**Task requirements**
Please tally the lines in the listing below that contain the string "denim", and give only that number.

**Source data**

━━━━━━━━━━━━━━━━━━━━━━━━━━━━━━

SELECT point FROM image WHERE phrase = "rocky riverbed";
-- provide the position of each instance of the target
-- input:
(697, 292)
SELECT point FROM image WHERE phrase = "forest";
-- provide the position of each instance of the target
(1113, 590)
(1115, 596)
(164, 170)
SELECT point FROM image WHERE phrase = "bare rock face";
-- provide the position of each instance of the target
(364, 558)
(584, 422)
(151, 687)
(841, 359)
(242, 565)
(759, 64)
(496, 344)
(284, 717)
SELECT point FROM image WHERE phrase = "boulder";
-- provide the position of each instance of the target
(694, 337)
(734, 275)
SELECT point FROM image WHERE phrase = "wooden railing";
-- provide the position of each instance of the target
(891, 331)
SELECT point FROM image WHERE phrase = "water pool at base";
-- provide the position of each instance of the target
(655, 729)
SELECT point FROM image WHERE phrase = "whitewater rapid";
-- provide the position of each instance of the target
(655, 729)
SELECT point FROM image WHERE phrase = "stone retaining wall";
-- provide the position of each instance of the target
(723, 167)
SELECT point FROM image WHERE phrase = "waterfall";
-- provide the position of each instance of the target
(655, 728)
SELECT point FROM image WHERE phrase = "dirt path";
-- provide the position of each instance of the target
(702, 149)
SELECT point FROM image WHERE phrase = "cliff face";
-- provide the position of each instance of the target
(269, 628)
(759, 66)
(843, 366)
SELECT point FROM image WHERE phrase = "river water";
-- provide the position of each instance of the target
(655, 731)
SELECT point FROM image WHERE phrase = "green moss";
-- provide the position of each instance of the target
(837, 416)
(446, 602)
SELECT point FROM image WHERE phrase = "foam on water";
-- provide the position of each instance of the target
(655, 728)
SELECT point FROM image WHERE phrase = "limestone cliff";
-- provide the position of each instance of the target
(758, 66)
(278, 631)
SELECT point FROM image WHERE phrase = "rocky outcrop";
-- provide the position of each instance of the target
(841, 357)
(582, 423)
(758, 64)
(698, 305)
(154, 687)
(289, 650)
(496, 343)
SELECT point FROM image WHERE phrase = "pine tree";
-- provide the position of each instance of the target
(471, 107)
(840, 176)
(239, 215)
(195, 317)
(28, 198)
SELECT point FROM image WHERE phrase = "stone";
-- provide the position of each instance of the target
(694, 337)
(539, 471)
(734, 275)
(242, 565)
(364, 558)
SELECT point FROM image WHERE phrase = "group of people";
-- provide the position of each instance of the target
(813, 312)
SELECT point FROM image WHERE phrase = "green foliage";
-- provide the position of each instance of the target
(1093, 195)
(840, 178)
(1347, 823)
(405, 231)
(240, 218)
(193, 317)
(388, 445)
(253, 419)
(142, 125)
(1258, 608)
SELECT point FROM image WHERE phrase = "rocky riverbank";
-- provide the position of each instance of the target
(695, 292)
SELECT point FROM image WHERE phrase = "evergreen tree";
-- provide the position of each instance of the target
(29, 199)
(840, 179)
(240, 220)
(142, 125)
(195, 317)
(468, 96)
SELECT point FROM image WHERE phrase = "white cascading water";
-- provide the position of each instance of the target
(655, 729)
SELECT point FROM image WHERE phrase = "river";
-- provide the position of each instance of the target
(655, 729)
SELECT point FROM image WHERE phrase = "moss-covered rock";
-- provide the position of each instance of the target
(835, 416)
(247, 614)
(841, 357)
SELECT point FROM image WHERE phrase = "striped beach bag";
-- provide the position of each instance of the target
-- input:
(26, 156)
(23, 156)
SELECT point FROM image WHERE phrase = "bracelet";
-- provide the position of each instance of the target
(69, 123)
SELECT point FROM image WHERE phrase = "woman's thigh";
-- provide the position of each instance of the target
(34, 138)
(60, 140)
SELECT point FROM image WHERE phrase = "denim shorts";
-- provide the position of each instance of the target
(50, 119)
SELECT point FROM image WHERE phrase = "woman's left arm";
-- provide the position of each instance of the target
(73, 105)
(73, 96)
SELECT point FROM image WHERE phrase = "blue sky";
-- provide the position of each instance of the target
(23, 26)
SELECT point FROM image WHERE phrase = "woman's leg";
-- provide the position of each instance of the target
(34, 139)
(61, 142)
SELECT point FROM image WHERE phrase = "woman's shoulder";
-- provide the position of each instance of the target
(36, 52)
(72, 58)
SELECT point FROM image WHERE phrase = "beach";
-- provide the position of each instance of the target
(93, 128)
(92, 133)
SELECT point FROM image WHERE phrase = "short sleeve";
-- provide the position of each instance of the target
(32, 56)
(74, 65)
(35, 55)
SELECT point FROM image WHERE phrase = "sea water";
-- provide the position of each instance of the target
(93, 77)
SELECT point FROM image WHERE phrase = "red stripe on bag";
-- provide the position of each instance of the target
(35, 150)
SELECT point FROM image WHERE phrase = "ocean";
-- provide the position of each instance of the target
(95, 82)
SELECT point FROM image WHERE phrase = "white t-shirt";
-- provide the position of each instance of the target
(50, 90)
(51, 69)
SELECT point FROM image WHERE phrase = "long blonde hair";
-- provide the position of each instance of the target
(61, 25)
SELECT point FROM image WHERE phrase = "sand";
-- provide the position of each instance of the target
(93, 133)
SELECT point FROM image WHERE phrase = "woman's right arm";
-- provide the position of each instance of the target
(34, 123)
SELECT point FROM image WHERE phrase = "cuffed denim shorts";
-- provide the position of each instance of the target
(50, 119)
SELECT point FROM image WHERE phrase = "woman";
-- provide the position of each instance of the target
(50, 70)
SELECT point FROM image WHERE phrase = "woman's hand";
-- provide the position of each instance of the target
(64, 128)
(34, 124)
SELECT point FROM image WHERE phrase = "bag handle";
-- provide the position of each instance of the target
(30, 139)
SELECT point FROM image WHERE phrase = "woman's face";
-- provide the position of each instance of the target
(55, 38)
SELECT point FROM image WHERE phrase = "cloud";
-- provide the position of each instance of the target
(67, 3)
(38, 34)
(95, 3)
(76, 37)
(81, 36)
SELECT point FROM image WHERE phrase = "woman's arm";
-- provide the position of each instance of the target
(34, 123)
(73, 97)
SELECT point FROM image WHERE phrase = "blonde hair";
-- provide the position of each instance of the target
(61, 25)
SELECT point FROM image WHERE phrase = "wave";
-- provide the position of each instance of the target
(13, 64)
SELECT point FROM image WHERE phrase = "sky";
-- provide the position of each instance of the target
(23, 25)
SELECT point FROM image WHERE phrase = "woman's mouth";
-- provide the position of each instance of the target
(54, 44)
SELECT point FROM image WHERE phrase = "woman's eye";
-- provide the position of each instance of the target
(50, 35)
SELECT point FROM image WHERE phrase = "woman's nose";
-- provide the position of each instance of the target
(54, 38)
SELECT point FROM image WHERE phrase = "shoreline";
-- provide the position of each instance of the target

━━━━━━━━━━━━━━━━━━━━━━━━━━━━━━

**The output**
2